▸ **Aim**
Provide the records once more, identical to the original.

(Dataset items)

^^^^^^^^

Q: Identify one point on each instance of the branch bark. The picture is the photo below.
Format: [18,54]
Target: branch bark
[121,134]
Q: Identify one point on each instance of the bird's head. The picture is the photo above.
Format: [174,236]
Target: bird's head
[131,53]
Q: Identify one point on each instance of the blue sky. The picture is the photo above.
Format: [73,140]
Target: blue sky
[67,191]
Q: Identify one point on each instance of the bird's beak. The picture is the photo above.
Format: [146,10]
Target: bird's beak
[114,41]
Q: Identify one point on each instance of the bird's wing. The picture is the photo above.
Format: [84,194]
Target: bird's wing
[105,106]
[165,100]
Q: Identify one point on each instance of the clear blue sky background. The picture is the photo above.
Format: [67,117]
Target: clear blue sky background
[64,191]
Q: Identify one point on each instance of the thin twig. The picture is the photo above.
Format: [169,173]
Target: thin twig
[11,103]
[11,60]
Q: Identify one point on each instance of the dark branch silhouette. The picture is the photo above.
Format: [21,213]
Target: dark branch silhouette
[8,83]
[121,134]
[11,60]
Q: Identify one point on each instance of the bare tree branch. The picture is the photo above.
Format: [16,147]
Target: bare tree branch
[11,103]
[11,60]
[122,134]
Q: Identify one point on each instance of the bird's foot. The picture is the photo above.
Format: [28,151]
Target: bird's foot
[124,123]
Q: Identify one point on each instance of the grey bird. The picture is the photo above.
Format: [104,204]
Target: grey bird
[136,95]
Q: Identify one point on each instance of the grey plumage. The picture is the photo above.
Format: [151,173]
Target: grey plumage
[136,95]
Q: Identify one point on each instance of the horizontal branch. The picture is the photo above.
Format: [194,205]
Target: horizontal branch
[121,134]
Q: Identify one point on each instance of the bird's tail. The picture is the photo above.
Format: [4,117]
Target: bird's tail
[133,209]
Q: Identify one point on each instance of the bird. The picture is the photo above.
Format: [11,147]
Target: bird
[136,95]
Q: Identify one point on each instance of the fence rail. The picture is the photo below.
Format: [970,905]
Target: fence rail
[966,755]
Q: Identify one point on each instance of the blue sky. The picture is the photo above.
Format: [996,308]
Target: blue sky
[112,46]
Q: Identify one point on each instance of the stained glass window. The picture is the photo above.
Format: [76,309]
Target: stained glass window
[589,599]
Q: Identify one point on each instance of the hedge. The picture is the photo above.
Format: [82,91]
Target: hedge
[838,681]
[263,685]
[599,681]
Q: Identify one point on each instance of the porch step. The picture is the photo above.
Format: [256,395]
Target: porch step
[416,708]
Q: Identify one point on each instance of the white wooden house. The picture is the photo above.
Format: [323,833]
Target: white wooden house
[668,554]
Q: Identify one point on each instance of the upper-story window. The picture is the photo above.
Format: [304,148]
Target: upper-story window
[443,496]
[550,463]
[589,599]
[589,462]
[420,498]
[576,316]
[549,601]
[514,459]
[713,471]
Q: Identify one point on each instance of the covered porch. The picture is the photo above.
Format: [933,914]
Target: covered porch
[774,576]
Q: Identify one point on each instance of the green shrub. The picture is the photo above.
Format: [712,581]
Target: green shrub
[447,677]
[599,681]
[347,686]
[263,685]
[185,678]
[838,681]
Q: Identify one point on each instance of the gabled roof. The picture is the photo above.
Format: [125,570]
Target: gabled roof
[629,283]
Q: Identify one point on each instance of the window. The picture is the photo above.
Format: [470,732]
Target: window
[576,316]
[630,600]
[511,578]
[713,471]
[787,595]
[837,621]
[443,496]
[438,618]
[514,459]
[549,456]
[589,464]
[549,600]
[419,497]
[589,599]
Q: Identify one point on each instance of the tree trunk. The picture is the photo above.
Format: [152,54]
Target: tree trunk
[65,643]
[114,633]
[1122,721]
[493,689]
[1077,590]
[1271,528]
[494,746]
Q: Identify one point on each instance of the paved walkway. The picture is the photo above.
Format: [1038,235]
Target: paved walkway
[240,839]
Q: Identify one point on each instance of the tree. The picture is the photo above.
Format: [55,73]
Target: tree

^^^^^^^^

▸ **Response to the exercise**
Q: Identify one point on each instance of the branch bark. The picture is the photo below.
Format: [18,54]
Target: branch bark
[121,134]
Q: Identify one point on each instance of the bird's head. The picture is the photo above.
Format: [174,236]
Target: bird's head
[131,53]
Q: Identify one point on each instance of the blue sky. The picture is the photo above.
Format: [73,140]
Target: blue sky
[67,191]
Q: Identify one point on each instance of the bird's beak. The picture is the photo above.
Format: [146,10]
Target: bird's beak
[114,41]
Q: Identify one point on each instance of the bird's wing. The picture is the photo above.
Format: [84,194]
Target: bird's wing
[105,106]
[165,100]
Q: Identify one point on each instance of the clear blue sky background. The picture is the photo above.
Format: [67,117]
Target: clear blue sky background
[64,191]
Q: Identify one point on each instance of the thin twig. The picture is the photo above.
Format: [169,173]
Target: thin twig
[11,103]
[11,60]
Q: Identify one point on each instance of the dark branch silhouette. The picture is the photo above.
Format: [21,213]
Target: dark branch silhouette
[8,83]
[121,134]
[11,60]
Q: Identify one point on each instance of the bare tree branch. The picture is the photo above.
Format: [16,147]
Target: bare tree branch
[11,103]
[11,60]
[122,134]
Q: Identify one point on each instance of the bird's foot. The picture is the photo above.
Format: [28,151]
Target: bird's foot
[124,123]
Q: Identify one point on each instance of the grey bird. The picture is the photo above.
Format: [104,204]
Target: grey bird
[136,95]
Q: Identify one point on each instance of the grey plumage. The picture is the photo above.
Format: [151,173]
Target: grey plumage
[136,95]
Q: Identify one point on each instance of the horizontal branch. The picture is the photo above.
Format: [194,205]
Target: horizontal branch
[121,134]
Q: Identify one point on each instance of the bird's tail. The picture is the photo above.
Format: [4,117]
Target: bird's tail
[133,209]
Q: Identify one point on each instance of the bird. The picture is the photo above.
Format: [11,147]
Target: bird
[136,95]
Q: Identify one point on each instance of the fence rail. The picture is the photo below.
Format: [970,905]
Target: fence rail
[966,755]
Q: Identify one point on each instance of the blue sky. The picture is the photo above.
Format: [996,308]
Target: blue sky
[112,46]
Q: Identify one point on each instance of the stained glass window. The picture is the photo above.
Format: [76,309]
Target: stained glass window
[589,599]
Q: Identify one point on each instance of the hedge. The picture is the photo above.
Format: [82,91]
Target: hedge
[838,681]
[263,685]
[599,681]
Q: Identify one point on each instance of the porch step. The picture is the photo above.
Format: [256,395]
Target: porch step
[416,708]
Q: Identify one point on each instance of the white wooden house. The picture is the photo above.
Format: [323,833]
Target: white wooden house
[668,554]
Q: Identify one point on each instance of the upper-story window. The picture is the photo above.
Format: [304,148]
Target: upper-story window
[443,496]
[550,463]
[589,599]
[589,462]
[420,498]
[576,316]
[549,601]
[514,459]
[713,471]
Q: Identify one point on each instance of the covered porch. The picture is the photo above.
Format: [933,914]
Target: covered porch
[774,576]
Q: Identify one point on each instance of the green shrub. The picture is the photo above.
Format: [712,581]
Target: green shrub
[447,677]
[599,681]
[347,686]
[263,685]
[185,678]
[838,681]
Q: Identify one point on each instance of the gabled roof. The picture is the photo above.
Format: [125,570]
Target: gabled roof
[629,283]
Q: Identify one point on each instance of the window. The picture is the photo above.
Format: [470,732]
Target: window
[576,316]
[630,600]
[511,578]
[713,471]
[787,595]
[837,621]
[443,496]
[438,618]
[514,459]
[549,456]
[589,464]
[549,600]
[419,497]
[589,599]
Q: Identify one point on each instance of the tree trunk. The picture is the photo above.
Format: [152,54]
Target: tree trunk
[65,643]
[114,633]
[1122,721]
[493,689]
[1077,590]
[1271,528]
[494,746]
Q: Identify one point on each instance of the paved walkway. The picture is the photo above.
Format: [1038,235]
Target: paved walkway
[240,839]
Q: Identify one point on each instance of the tree. The picture is the photo above.
Format: [55,73]
Target: tree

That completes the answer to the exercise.